Записи разметки областей на изображениях:
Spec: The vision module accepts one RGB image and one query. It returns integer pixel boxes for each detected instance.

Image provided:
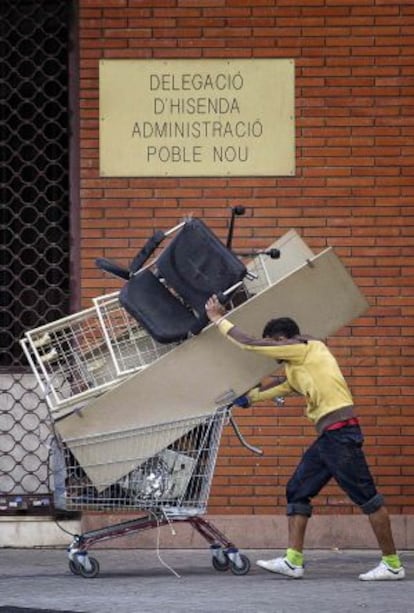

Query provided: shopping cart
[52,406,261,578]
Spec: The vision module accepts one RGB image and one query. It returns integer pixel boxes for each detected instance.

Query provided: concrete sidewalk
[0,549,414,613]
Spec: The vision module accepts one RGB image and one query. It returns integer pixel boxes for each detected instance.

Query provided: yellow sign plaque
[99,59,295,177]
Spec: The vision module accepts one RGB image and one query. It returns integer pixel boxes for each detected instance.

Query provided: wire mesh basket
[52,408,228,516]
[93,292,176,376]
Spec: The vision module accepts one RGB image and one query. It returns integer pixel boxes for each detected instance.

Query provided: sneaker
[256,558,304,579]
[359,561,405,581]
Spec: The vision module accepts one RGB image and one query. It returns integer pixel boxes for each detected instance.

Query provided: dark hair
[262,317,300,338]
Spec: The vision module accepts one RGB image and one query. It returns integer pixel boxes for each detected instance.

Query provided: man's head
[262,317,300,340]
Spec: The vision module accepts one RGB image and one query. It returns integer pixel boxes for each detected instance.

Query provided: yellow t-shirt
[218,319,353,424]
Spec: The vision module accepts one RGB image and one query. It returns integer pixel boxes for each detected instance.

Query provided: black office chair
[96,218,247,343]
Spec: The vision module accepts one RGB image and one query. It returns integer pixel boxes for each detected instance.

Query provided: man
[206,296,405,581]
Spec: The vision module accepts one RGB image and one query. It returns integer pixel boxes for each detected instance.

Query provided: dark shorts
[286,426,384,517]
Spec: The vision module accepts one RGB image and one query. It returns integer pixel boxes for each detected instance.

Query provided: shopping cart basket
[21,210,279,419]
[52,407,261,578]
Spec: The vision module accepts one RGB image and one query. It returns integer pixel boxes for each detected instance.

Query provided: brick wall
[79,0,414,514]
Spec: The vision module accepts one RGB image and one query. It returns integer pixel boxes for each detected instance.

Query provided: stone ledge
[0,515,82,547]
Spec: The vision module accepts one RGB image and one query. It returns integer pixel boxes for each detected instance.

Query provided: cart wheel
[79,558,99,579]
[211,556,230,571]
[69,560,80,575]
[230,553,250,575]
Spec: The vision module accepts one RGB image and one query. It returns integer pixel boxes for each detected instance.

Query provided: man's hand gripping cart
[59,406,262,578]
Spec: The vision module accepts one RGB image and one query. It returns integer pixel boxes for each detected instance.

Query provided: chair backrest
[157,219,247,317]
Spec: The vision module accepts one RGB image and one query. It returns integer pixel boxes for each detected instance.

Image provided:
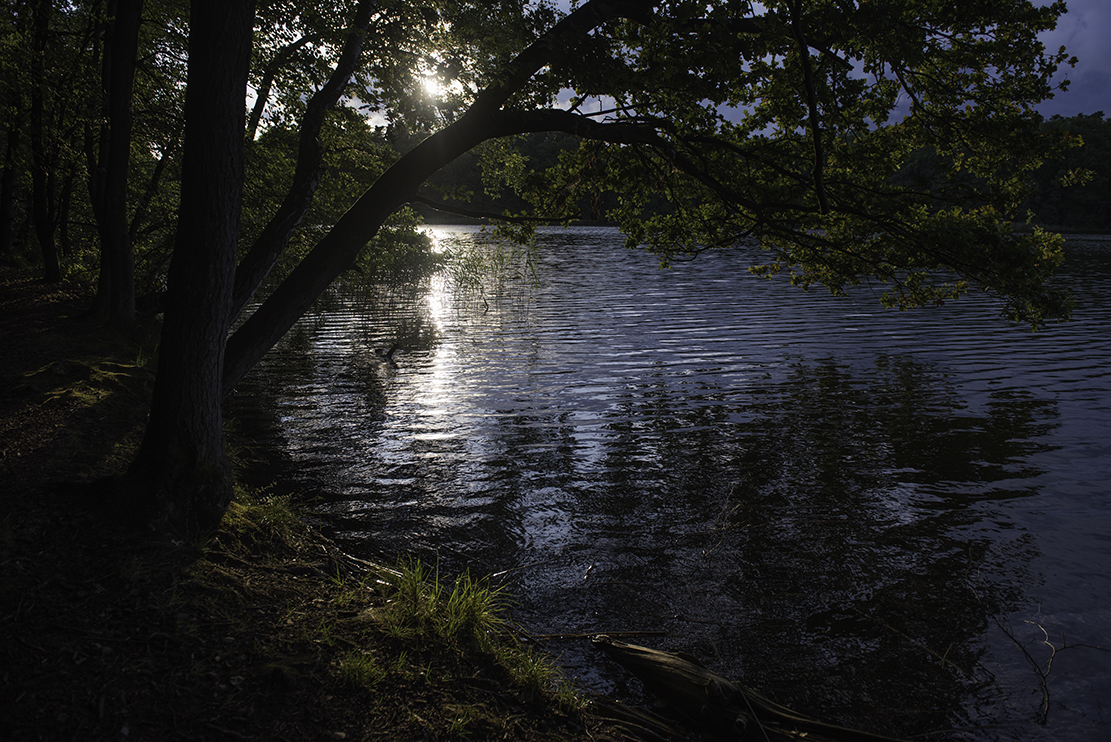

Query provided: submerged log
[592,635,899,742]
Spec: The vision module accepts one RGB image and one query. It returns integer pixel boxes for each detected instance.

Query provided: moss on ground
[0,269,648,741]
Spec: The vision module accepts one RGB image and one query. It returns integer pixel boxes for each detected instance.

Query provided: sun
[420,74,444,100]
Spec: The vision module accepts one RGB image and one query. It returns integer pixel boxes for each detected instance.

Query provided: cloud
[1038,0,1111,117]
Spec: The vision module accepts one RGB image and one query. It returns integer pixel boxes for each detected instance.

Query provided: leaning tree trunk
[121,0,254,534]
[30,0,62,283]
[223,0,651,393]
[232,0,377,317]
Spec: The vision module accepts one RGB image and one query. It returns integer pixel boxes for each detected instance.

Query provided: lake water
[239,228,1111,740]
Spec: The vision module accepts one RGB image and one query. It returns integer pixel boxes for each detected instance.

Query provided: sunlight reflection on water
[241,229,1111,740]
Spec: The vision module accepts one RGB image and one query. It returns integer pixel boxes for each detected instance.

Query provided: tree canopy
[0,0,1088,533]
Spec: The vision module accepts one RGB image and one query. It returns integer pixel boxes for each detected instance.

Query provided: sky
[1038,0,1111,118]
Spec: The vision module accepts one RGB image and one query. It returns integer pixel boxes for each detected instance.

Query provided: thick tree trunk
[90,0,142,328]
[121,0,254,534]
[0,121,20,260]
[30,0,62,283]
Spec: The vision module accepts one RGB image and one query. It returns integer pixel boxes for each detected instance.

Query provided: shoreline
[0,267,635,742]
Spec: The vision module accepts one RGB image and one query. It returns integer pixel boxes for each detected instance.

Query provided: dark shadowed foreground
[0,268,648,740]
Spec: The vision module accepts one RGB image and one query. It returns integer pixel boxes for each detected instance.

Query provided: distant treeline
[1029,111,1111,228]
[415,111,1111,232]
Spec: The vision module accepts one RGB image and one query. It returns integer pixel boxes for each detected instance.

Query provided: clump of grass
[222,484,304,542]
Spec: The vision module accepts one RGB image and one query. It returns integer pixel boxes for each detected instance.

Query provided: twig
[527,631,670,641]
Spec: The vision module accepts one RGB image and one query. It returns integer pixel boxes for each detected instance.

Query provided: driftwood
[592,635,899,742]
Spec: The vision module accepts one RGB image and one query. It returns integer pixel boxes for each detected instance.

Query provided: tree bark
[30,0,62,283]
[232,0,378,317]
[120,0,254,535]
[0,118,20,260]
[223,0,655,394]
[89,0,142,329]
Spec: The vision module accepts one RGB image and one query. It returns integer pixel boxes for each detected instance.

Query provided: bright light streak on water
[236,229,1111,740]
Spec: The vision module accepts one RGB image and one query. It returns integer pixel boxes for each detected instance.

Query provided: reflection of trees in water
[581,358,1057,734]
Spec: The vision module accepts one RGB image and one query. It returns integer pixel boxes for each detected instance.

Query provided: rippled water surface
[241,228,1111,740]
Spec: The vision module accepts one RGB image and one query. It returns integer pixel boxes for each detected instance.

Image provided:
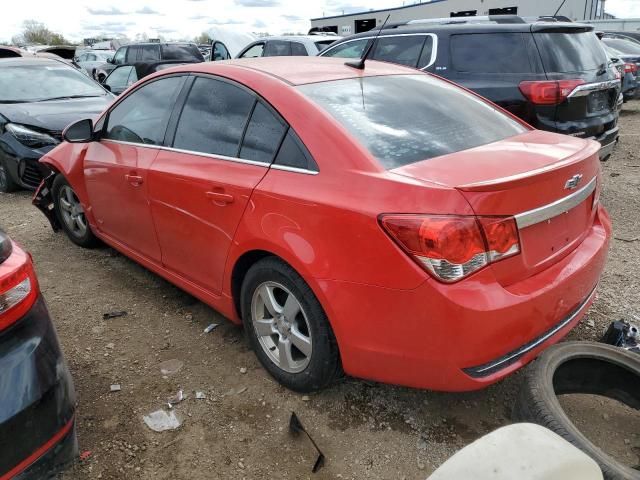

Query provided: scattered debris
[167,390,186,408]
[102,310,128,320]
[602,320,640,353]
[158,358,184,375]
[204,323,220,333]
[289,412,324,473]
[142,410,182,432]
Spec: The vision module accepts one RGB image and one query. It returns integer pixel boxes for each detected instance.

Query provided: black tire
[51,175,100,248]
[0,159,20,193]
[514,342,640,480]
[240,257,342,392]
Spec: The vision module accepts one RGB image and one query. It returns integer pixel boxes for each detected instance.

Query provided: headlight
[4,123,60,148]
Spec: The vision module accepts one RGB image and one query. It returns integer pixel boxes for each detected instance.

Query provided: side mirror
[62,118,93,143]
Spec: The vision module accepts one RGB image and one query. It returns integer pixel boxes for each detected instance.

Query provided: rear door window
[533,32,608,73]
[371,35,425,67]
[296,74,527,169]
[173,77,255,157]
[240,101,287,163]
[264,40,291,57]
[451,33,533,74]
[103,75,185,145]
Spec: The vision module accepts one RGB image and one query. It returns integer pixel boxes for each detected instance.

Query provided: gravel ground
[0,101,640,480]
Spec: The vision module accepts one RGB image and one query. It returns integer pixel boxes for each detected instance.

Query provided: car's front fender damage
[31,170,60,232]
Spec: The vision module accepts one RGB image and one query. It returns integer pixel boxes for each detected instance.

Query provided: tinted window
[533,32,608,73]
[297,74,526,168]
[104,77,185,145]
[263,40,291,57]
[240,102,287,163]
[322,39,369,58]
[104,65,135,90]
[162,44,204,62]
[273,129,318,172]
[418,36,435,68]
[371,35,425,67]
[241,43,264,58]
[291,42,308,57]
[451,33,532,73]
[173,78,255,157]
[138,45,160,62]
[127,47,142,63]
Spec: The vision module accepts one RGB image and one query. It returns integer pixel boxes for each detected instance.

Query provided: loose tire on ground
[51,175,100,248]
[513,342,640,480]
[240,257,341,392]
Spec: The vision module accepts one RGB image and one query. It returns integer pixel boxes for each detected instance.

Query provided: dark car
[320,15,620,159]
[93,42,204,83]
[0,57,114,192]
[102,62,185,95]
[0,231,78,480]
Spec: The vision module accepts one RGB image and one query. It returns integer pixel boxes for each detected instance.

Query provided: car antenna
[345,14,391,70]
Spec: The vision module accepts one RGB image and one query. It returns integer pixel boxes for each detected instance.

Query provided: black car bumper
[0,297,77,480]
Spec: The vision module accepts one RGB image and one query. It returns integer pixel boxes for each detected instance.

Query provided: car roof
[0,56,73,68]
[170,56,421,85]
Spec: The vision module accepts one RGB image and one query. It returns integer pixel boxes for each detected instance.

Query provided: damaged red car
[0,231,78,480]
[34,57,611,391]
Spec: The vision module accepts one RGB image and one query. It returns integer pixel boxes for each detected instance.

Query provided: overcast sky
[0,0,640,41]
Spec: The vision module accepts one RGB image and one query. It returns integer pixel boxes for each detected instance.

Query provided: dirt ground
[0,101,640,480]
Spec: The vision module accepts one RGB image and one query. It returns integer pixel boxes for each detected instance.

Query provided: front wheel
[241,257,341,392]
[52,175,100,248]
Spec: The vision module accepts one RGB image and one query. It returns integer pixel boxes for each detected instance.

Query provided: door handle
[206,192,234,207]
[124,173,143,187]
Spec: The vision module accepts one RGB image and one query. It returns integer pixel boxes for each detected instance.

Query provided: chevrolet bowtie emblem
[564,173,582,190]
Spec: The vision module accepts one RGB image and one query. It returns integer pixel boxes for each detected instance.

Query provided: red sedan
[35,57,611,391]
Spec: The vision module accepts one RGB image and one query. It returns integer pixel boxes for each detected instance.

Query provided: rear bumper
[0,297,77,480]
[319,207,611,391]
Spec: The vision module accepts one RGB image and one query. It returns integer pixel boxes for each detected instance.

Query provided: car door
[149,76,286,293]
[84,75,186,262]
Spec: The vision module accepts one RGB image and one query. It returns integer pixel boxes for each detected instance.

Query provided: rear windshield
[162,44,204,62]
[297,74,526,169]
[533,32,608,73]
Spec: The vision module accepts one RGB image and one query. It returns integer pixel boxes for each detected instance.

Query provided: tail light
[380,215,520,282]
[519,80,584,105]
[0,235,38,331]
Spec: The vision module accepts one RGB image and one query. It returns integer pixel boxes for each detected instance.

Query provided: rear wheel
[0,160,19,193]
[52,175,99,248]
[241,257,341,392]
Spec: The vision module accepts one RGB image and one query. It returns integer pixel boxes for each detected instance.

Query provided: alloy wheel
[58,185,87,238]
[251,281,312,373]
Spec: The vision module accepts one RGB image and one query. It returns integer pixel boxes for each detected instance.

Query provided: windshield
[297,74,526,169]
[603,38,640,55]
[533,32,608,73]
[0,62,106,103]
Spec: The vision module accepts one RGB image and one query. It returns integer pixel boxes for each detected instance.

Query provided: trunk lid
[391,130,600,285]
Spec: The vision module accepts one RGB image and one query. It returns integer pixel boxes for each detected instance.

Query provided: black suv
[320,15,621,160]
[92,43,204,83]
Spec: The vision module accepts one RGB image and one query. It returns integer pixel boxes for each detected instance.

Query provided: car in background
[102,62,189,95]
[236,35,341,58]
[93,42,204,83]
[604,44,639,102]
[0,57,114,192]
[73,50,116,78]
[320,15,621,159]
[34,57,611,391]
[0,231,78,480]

_Описание задания:_ Верните без изменений все строки данных от самого начала до строки с «[262,317,300,340]» включительно. Изображения в ответ не включайте.

_Решение задачи:_
Spec: The vision module accepts one RGB image and one query. It returns integer pixel boxes for each detected instance.

Image provided:

Query provided: shopping cart
[52,406,261,578]
Spec: The vision module accepts one RGB image and one query. It returns integer pixel boxes for each detected instance.

Query provided: concrete sidewalk
[0,549,414,613]
Spec: The vision module accepts one RGB image and one query. It returns integer pixel boxes for each detected instance.

Query provided: yellow sign plaque
[99,59,295,177]
Spec: The vision module accepts one RGB image and one query. It returns integer pixel boxes for each detected instance.

Query provided: wire mesh basket
[52,408,228,516]
[93,292,176,376]
Spec: The vision module accepts one RGB image and one query. It returns integer pixel boxes for each detected instance.

Query provided: sneaker
[256,558,304,579]
[359,561,405,581]
Spec: The vision module accepts one RGB image and one query. It returns integer pixel boxes for each detected instance.

Query provided: dark hair
[262,317,300,338]
Spec: The vision module accepts one RGB image and one query. It returns integer pixel boxes for each detected instance.

Query provided: man's head
[262,317,300,340]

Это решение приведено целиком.